LESETEXT
━━━━━━━━━━━━━━━━━━━━

Mister Sermon, vor knapp zwei Jahren wurden Sie Chef von Ebay Deutschland und wohnen seither mit Ihrer Familie in Berlin. Wie nehmen Sie die Stadt wahr?
Ich habe mit meiner Familie schon an vielen Orten auf der ganzen Welt gewohnt. Zuletzt lebten wir für einige Jahre in Zürich, wo meine Kinder auf einer bilingualen Schule Deutsch gelernt haben. Deshalb beherrschen sie die Sprache viel besser als ich (lacht). Wir alle mögen die Stadt, Berlin ist großartig. Ich habe meine Zeit hier bislang sehr genossen. Und für Ebay ist Deutschland ein extrem wichtiger und zugleich auch besonderer Markt.
Inwiefern?
Mit einem jährlichen Umsatzpotenzial von mehr als 50 Milliarden Euro ist Deutschland der zweitgrößte E-Commerce-Markt in Europa und einer der wichtigsten Märkte für Ebay weltweit. Es ist einer der Märkte, auf den Ebay strategisch stark fokussiert. Das tun jedoch auch die Mitbewerber – der Markt ist sehr wettbewerbsintensiv. Gleichzeitig sind die deutschen Verbraucher besonders anspruchsvoll.

━━━━━━━━━━━━━━━━━━━━

GEGEBENE DATEN
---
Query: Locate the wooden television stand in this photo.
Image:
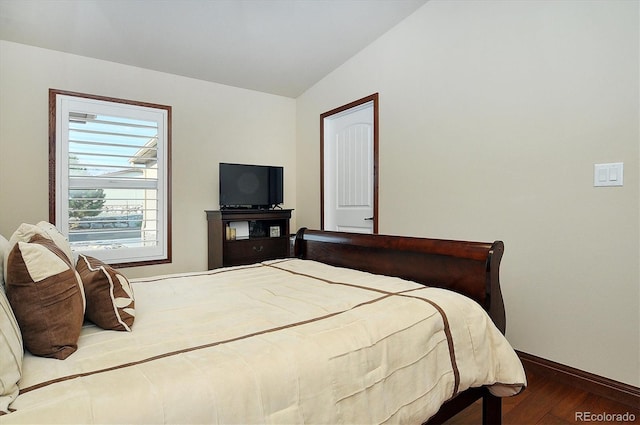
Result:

━━━━━━━━━━━━━━━━━━━━

AUFGABENSTELLUNG
[a] Nennen Sie alle geografischen Namen (Städte, Länder, Kontinente), die im Interview vorkommen.
[b] Schreiben Sie den Abschnitt des Interviews wortgetreu ab, der mit den Worten „Mister Sermon, vor“ einsetzt und nach „auch besonderer Markt.“ endet.
Stützen Sie sich ausschließlich auf das Interview.

LÖSUNGEN
[a] Deutschland, Berlin, Zürich, Europa

[b]
Mister Sermon, vor knapp zwei Jahren wurden Sie Chef von Ebay Deutschland und wohnen seither mit Ihrer Familie in Berlin. Wie nehmen Sie die Stadt wahr?
Ich habe mit meiner Familie schon an vielen Orten auf der ganzen Welt gewohnt. Zuletzt lebten wir für einige Jahre in Zürich, wo meine Kinder auf einer bilingualen Schule Deutsch gelernt haben. Deshalb beherrschen sie die Sprache viel besser als ich (lacht). Wir alle mögen die Stadt, Berlin ist großartig. Ich habe meine Zeit hier bislang sehr genossen. Und für Ebay ist Deutschland ein extrem wichtiger und zugleich auch besonderer Markt.